Directions: Every line containing the string "patch" is to be copied from the records.

==========

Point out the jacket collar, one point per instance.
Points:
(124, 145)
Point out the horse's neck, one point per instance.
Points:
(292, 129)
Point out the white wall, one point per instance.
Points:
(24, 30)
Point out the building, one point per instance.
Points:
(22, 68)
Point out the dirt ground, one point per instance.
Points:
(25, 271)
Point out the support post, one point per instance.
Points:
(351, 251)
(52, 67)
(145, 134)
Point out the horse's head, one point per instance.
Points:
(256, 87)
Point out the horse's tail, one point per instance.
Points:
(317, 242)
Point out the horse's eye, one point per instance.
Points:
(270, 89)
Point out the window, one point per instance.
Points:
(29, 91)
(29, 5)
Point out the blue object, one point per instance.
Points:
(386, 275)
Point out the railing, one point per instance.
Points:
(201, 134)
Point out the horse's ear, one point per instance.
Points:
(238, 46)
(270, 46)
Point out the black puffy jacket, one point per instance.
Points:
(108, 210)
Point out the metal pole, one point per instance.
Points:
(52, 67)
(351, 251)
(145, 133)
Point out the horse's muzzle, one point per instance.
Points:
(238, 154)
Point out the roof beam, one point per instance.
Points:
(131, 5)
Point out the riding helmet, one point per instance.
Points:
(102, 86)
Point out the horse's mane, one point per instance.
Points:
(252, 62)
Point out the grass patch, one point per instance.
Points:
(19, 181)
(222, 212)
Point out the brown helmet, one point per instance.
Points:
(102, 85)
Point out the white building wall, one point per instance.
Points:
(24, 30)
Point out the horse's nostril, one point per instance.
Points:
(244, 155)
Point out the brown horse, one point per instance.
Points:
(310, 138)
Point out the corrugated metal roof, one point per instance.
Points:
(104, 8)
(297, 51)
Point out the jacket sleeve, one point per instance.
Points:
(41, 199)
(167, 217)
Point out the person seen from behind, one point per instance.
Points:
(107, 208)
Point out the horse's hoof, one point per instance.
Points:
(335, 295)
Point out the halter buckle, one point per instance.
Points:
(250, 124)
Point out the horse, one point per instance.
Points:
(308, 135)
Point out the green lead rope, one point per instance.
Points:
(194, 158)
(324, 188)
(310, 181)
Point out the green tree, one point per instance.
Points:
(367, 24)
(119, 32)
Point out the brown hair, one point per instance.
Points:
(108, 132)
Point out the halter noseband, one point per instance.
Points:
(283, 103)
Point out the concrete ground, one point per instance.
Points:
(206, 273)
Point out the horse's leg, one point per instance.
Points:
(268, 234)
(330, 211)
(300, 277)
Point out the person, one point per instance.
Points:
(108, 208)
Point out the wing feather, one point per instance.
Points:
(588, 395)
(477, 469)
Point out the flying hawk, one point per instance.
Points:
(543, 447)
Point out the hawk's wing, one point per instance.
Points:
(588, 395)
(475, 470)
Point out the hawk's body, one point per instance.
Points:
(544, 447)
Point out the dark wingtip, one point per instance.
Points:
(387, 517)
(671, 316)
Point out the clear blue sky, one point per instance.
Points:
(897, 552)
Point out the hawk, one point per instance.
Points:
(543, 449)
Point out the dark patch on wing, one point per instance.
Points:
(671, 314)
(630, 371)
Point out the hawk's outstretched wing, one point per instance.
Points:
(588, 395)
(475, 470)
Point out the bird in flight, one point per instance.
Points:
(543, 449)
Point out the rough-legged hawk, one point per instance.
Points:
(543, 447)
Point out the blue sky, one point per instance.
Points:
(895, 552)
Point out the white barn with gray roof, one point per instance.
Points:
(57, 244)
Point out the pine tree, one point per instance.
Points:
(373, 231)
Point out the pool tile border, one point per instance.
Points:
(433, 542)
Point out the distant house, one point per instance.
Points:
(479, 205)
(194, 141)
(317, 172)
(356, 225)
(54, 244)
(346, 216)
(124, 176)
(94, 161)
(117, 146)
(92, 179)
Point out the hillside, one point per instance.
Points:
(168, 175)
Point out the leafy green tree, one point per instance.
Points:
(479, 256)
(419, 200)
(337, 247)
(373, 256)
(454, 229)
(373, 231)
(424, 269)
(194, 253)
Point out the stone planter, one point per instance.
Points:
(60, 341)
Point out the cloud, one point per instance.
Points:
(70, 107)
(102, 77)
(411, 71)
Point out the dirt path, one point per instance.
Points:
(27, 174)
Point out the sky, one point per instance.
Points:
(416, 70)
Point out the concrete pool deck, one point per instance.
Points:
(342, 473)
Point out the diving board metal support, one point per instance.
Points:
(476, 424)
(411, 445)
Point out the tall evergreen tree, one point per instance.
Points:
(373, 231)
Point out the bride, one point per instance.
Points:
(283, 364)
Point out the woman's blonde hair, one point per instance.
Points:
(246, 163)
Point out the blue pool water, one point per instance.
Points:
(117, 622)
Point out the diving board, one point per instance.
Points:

==========

Exercise output:
Point out the grass patch, one point per instance.
Point out the dark patch on wing, one point per instance.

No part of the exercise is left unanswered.